◆ PETIKAN TEKS:
┌──

Skip to main content

Risalah sepasang sepatu


Mari manfaatkan 17 menit waktu sisa sebelum pukul 10 pagi waktu Yamaguchi untuk menulis hal remeh temeh ini. Iyes...itu adalah sepatu bukan alat untuk melempar sesuatu seperti inu. Sepatu itu saya beli saat winter tahun 2014, sudah hampir dua tahun. Meski secara fisik sudah seperti itu, penyok sol bawahnya karena ciuman dengan knalpot motor waktu pulang ke Kudus setahun lalu, dan mbaret di beberapa tempat bagian atasnya karena kena tembok pas mau jatuh dari sepeda, tapi sepatu itu so far masih jadi sepatu favorit saya dari 5 pasang sepatu lainnya. Byuh...ternyata saya punya banyak sepatu.

Bagi wanita kebanyakan, yang banyak itu kayaknya termasuk saya, punya sepatu lebih dari 3 pasang itu hal biasa. Beda warna, beda mode, beda tinggi hak, beda tujuan pemakaian, beda pasangan pakaian. Niatnya pas beli sih begitu...dan mungkin beberapa memang mengimplementasikannya begitu. Tapi eh tapi...tidak buat saya

Waktu itu karena alasan dingin, saya memutuskan membeli sepatu Reebok warna biru. Yah, buat anget-anget kaki gitu. Tapi, sepatu itu nyaris cuma dipakai setiap hari selama sepekan. Habis itu saya pakai sepatu ini lagi. Iya itu, sepatu yang sudah mblenyok bawahnya.

└──

Tentukan apakah setiap pernyataan berikut sesuai dengan tulisan tentang sepatu di atas, lalu jawab ya atau tidak disertai kutipan kata-kata tulisan itu yang menjadi penentunya. 1. Sepatu favorit penulis dibeli pada musim dingin tahun 2014. 2. Penulis hanya memiliki dua pasang sepatu. 3. Sepatu Reebok yang dibeli penulis berwarna merah.

◆ DATA YANG DIBERIKAN:
┌──

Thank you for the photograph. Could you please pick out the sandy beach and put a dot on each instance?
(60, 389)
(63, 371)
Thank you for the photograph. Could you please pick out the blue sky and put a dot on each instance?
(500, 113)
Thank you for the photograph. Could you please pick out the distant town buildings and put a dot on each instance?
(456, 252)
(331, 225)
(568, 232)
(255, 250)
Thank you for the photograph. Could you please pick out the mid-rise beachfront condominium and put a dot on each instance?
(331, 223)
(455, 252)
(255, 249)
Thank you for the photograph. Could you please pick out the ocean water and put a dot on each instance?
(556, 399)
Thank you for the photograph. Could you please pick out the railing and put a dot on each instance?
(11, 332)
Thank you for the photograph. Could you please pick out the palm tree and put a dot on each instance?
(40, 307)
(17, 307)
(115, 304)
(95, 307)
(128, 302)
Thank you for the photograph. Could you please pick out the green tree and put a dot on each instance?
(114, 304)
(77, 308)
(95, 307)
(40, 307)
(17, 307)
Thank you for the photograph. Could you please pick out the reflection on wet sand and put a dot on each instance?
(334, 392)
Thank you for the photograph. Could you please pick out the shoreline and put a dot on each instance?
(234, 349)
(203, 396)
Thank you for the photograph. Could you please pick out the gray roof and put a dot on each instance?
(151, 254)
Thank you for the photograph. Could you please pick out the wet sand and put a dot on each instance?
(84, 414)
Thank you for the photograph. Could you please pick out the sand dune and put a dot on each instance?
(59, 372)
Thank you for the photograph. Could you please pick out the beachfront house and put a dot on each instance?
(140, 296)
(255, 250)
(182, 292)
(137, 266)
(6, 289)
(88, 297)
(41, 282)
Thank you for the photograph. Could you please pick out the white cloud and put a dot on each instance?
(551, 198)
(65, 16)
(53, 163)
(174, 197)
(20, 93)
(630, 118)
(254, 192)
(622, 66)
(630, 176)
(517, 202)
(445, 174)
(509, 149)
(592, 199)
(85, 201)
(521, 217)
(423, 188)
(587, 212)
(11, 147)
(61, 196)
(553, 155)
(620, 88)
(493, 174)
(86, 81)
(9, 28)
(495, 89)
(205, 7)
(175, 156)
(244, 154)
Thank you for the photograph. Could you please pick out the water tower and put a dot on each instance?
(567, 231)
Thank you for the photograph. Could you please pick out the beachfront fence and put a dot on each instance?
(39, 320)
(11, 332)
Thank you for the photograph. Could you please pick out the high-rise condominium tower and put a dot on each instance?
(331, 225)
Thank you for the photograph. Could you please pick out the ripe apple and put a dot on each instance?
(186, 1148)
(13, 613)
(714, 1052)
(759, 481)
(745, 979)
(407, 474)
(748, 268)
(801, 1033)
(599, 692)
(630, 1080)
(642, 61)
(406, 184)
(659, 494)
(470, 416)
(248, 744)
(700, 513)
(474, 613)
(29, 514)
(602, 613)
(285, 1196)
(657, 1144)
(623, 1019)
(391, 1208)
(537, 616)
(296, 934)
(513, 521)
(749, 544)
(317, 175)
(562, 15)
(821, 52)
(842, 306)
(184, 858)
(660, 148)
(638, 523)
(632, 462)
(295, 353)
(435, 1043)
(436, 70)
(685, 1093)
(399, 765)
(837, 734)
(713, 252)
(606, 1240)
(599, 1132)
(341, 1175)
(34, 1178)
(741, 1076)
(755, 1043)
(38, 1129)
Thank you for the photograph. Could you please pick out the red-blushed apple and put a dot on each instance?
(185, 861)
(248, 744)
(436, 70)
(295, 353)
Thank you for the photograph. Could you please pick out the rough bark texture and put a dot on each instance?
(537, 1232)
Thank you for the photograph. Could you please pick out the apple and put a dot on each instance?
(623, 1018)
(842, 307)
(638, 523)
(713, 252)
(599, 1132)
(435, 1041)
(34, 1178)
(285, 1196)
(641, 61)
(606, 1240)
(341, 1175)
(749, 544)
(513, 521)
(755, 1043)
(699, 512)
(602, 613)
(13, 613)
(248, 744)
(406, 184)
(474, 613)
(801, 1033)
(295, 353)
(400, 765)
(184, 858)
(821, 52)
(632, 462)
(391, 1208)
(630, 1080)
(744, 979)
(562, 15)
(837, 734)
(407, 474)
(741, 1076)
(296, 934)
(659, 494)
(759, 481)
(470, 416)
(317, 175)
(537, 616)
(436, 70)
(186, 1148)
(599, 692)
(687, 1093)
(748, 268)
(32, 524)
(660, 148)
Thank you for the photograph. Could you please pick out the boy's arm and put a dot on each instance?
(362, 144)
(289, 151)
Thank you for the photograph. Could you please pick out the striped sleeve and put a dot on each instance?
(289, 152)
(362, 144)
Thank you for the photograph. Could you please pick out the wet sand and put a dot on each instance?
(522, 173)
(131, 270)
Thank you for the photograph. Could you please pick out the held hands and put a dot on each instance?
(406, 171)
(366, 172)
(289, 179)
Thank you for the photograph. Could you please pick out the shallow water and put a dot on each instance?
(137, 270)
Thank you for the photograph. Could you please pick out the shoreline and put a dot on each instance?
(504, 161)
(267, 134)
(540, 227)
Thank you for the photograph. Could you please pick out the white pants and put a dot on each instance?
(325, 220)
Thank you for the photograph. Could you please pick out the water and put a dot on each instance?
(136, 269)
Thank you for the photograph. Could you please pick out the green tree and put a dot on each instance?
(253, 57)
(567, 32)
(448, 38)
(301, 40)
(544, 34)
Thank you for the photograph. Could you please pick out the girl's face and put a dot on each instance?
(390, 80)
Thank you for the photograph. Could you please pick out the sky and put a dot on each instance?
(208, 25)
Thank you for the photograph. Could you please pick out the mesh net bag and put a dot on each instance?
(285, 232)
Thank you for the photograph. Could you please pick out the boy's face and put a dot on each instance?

└──

◆ PEMECAHAN MASALAH:
1. Ya: "Sepatu itu saya beli saat winter tahun 2014"
2. Tidak: "masih jadi sepatu favorit saya dari 5 pasang sepatu lainnya"
3. Tidak: "saya memutuskan membeli sepatu Reebok warna biru"